- [Input rows]:
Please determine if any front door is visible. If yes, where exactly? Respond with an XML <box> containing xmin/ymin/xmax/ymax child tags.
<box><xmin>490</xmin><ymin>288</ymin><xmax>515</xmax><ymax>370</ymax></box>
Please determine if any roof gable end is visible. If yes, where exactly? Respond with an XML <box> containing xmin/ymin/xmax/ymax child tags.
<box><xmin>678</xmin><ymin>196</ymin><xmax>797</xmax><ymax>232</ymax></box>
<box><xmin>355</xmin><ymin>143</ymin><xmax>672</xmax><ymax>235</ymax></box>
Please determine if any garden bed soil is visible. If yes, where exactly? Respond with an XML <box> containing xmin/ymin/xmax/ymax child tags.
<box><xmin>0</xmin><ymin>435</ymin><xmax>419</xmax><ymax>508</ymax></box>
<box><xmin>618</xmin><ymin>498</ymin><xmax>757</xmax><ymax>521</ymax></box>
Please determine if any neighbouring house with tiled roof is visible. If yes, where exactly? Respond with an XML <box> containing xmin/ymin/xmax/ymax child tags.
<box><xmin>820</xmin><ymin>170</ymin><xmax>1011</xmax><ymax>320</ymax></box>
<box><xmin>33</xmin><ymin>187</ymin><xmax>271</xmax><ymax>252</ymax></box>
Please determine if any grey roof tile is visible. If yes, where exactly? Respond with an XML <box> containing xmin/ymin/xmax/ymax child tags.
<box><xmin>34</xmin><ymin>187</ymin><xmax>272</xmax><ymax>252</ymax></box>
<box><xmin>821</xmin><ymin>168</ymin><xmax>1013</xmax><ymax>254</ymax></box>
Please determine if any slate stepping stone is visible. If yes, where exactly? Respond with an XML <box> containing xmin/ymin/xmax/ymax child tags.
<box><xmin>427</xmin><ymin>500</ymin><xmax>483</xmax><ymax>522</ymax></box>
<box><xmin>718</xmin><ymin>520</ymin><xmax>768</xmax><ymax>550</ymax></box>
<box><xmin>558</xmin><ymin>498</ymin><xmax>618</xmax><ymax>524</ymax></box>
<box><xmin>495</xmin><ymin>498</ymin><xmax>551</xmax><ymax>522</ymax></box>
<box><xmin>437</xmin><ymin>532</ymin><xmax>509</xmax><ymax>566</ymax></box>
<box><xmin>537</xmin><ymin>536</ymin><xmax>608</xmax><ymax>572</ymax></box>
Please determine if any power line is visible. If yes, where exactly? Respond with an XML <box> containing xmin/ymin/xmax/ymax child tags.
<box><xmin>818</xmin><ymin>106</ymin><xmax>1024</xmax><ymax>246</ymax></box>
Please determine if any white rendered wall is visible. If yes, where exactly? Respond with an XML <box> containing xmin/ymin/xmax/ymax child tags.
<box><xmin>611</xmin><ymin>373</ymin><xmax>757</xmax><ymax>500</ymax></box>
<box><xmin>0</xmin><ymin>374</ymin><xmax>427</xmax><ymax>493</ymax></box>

- [What you will do]: Rewrite all the rows above with every "child tags" changed to "child elements" and nothing else altered.

- [Answer to this problem]:
Please determine if any front door is visible. If yes, where exactly? Respond with an XML <box> containing xmin/ymin/xmax/ymax child elements.
<box><xmin>490</xmin><ymin>288</ymin><xmax>515</xmax><ymax>370</ymax></box>
Please determine if any roof gable end is visible. If yes, where exactly? Respond with an XML <box> containing xmin/ymin/xmax/ymax child elements.
<box><xmin>678</xmin><ymin>196</ymin><xmax>797</xmax><ymax>232</ymax></box>
<box><xmin>355</xmin><ymin>143</ymin><xmax>672</xmax><ymax>235</ymax></box>
Please determine if any garden bed soil is visible. If yes, where exactly? Respond with an XML <box> containing xmin/ymin/xmax/ymax child elements.
<box><xmin>0</xmin><ymin>435</ymin><xmax>419</xmax><ymax>508</ymax></box>
<box><xmin>618</xmin><ymin>498</ymin><xmax>757</xmax><ymax>521</ymax></box>
Please determine if any neighbouring house with tiled roof is visible. If yes, where exactly? Respond with an XML <box> containing xmin/ymin/xmax/ymax child elements.
<box><xmin>820</xmin><ymin>170</ymin><xmax>1011</xmax><ymax>320</ymax></box>
<box><xmin>33</xmin><ymin>187</ymin><xmax>271</xmax><ymax>252</ymax></box>
Please determine if any grey roof tile is visible. If yes, where exactly? Respond with an XML <box> containing xmin/ymin/xmax/ymax child elements.
<box><xmin>34</xmin><ymin>187</ymin><xmax>272</xmax><ymax>252</ymax></box>
<box><xmin>821</xmin><ymin>168</ymin><xmax>1013</xmax><ymax>254</ymax></box>
Please determine if any slate stepping stone is visible. If yes, where exactly? Respond with an XML <box> containing xmin/ymin/xmax/ymax child elements.
<box><xmin>427</xmin><ymin>500</ymin><xmax>483</xmax><ymax>522</ymax></box>
<box><xmin>718</xmin><ymin>520</ymin><xmax>768</xmax><ymax>550</ymax></box>
<box><xmin>558</xmin><ymin>498</ymin><xmax>618</xmax><ymax>524</ymax></box>
<box><xmin>495</xmin><ymin>498</ymin><xmax>551</xmax><ymax>522</ymax></box>
<box><xmin>437</xmin><ymin>532</ymin><xmax>509</xmax><ymax>566</ymax></box>
<box><xmin>537</xmin><ymin>536</ymin><xmax>608</xmax><ymax>572</ymax></box>
Please determine if any power line is visible. If yes, where exactly? Respond with an XML <box> containing xmin/ymin/xmax/ymax child elements.
<box><xmin>818</xmin><ymin>106</ymin><xmax>1024</xmax><ymax>246</ymax></box>
Please determine if any white rendered wall is visible. If yes, where exactly? Respond with an XML <box> containing xmin/ymin/xmax/ymax child elements.
<box><xmin>611</xmin><ymin>373</ymin><xmax>757</xmax><ymax>500</ymax></box>
<box><xmin>0</xmin><ymin>374</ymin><xmax>427</xmax><ymax>493</ymax></box>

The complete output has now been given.